— BEGIN Provided records —

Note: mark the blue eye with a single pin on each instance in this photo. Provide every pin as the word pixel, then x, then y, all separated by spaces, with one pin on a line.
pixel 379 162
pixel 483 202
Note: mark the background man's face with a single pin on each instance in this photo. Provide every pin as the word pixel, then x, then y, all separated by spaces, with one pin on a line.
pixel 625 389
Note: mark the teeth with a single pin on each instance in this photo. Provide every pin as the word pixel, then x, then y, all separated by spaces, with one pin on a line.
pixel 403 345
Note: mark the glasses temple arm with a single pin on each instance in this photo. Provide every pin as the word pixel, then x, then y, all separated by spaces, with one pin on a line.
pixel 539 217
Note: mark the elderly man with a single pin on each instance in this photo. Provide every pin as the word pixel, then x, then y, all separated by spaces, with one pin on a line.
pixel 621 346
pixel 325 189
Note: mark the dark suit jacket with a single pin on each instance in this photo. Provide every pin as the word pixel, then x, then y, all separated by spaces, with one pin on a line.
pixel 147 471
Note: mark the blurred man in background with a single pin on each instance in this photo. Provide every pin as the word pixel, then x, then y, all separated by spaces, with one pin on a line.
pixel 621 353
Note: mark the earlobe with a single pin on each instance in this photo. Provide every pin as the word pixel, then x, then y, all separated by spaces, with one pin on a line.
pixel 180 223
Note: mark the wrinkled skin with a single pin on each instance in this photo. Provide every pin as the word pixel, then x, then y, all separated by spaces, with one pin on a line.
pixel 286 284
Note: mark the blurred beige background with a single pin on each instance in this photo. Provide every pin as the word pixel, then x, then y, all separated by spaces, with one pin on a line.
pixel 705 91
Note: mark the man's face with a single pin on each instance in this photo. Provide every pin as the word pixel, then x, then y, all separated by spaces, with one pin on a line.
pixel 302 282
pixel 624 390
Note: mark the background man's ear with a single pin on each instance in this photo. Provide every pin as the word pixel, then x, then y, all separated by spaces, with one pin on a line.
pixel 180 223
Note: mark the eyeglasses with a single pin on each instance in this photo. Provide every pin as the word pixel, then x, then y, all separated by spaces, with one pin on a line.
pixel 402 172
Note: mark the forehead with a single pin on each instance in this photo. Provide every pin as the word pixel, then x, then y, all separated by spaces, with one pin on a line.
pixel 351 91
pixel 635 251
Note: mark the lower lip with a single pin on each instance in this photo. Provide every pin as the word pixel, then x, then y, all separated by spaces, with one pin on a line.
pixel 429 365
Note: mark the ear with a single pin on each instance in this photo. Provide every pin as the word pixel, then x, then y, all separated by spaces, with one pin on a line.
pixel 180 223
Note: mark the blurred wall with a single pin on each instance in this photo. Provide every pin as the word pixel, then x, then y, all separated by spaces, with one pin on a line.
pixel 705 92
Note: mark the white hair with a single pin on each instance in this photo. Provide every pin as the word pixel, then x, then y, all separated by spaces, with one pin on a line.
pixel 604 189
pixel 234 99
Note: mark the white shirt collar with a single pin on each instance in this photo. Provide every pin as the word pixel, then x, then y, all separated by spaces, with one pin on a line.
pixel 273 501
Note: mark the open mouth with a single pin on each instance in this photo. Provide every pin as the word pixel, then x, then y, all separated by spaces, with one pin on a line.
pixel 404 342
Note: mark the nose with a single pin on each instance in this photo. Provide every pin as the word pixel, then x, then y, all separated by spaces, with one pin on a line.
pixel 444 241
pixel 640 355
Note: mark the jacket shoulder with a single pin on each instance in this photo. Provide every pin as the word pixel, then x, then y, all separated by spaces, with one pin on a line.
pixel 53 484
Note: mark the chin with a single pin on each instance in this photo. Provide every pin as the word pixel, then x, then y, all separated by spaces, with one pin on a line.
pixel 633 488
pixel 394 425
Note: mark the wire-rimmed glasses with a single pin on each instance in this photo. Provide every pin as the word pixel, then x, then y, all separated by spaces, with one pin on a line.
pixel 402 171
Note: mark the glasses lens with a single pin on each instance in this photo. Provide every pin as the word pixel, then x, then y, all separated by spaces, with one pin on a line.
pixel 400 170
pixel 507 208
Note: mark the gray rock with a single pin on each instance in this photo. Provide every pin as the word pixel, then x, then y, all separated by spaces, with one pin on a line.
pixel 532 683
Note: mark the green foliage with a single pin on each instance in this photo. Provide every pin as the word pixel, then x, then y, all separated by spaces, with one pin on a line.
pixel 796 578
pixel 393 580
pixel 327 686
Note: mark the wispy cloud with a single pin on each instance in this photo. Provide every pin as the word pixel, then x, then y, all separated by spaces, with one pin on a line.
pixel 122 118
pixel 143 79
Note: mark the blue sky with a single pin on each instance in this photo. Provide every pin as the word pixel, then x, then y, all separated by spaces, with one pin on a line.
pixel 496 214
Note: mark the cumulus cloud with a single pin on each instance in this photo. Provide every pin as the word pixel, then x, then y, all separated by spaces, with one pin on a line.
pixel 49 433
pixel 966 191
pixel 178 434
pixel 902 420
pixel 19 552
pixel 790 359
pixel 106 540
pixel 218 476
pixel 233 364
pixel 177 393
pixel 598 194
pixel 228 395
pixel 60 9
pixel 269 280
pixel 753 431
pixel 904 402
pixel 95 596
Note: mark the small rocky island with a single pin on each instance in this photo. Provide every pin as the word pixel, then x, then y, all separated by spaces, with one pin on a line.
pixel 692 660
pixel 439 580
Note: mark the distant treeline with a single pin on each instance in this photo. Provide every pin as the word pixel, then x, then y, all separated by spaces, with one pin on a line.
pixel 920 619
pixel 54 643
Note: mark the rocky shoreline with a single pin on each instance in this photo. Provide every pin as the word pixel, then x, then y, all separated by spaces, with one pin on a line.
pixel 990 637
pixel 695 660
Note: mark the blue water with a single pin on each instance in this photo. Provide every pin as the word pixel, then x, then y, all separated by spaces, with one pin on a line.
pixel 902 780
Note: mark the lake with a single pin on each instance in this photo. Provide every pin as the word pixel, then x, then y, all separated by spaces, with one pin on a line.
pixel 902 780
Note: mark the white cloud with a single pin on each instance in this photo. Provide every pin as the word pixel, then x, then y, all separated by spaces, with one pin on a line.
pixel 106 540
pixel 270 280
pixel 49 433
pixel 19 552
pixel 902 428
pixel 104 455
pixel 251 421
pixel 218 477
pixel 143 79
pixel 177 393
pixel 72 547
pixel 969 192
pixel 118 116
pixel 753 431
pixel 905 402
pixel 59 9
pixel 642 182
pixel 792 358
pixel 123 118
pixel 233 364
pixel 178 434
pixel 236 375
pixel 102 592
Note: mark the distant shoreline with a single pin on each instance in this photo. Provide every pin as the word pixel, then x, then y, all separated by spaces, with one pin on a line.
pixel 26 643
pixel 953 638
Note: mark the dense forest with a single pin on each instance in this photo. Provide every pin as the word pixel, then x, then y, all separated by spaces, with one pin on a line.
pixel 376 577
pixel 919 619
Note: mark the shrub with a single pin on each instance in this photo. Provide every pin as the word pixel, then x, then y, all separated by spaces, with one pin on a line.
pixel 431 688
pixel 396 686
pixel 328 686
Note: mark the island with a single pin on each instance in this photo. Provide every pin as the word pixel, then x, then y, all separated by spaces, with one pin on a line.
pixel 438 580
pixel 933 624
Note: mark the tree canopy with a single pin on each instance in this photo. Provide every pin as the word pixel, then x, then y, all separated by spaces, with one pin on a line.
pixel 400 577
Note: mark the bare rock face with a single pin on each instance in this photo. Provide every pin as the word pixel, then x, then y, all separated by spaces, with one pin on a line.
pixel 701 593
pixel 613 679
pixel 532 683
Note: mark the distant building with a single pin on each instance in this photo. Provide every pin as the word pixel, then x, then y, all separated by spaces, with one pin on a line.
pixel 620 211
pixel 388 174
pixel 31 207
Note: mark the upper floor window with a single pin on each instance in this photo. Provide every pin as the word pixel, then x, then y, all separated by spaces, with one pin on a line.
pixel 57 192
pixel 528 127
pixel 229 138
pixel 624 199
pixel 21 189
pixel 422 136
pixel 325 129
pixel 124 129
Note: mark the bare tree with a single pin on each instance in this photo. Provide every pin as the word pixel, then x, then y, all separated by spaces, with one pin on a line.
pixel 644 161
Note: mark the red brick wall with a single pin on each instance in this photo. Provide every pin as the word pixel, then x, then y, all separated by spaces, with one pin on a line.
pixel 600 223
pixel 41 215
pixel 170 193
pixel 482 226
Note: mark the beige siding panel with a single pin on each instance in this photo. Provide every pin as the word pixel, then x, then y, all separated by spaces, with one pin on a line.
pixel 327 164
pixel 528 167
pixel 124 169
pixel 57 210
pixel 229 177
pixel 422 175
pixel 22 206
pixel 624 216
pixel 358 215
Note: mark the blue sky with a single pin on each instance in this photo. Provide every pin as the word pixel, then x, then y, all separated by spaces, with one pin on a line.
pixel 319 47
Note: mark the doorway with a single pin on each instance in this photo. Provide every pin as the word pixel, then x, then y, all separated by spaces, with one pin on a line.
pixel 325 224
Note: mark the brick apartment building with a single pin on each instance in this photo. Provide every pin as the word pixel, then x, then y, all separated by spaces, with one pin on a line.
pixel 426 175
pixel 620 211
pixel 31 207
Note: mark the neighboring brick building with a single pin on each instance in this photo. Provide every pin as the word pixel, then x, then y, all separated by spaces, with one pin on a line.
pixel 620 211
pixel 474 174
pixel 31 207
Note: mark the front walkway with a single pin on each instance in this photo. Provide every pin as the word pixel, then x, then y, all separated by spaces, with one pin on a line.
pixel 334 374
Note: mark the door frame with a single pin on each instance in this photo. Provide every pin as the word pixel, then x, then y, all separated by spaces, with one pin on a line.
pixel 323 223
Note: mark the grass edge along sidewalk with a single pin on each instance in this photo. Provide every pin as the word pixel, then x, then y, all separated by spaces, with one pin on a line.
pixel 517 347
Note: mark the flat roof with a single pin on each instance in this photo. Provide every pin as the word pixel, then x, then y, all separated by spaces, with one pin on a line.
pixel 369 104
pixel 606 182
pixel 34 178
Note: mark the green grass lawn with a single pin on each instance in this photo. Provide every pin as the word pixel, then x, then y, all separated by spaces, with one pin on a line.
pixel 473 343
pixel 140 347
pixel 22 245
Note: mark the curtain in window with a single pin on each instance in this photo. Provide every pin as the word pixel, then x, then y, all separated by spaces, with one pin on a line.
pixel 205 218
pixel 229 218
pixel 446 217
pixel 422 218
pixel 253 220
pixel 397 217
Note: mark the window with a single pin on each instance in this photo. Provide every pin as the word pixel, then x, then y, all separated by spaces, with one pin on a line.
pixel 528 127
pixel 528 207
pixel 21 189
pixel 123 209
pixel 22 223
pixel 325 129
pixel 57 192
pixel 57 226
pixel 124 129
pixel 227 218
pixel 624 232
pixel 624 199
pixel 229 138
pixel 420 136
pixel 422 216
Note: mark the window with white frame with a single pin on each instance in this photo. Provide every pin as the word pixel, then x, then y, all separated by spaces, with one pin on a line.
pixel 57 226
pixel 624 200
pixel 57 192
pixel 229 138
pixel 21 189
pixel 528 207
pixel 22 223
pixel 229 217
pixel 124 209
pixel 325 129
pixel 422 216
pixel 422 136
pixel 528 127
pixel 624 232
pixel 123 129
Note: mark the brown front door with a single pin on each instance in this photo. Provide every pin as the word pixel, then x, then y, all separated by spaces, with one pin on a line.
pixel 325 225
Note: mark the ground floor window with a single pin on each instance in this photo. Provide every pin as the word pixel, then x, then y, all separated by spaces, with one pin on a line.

— END Provided records —

Exercise. Rewrite the listing from the line containing "Note: mark the glasses temple" down through the line containing "pixel 325 189", replacing "elderly man" with "older man" and changing nothing else.

Output of the exercise.
Note: mark the glasses temple arm with a single pin on each instance in this photo. Provide every pin as the word pixel, then x, then y, all separated by spaces, with one pin on a line.
pixel 539 217
Note: mark the older man with a single pin on each instance in this photo. Provide every pin as the word pixel, then x, then y, all separated by spaces, with one pin on a line.
pixel 621 346
pixel 325 189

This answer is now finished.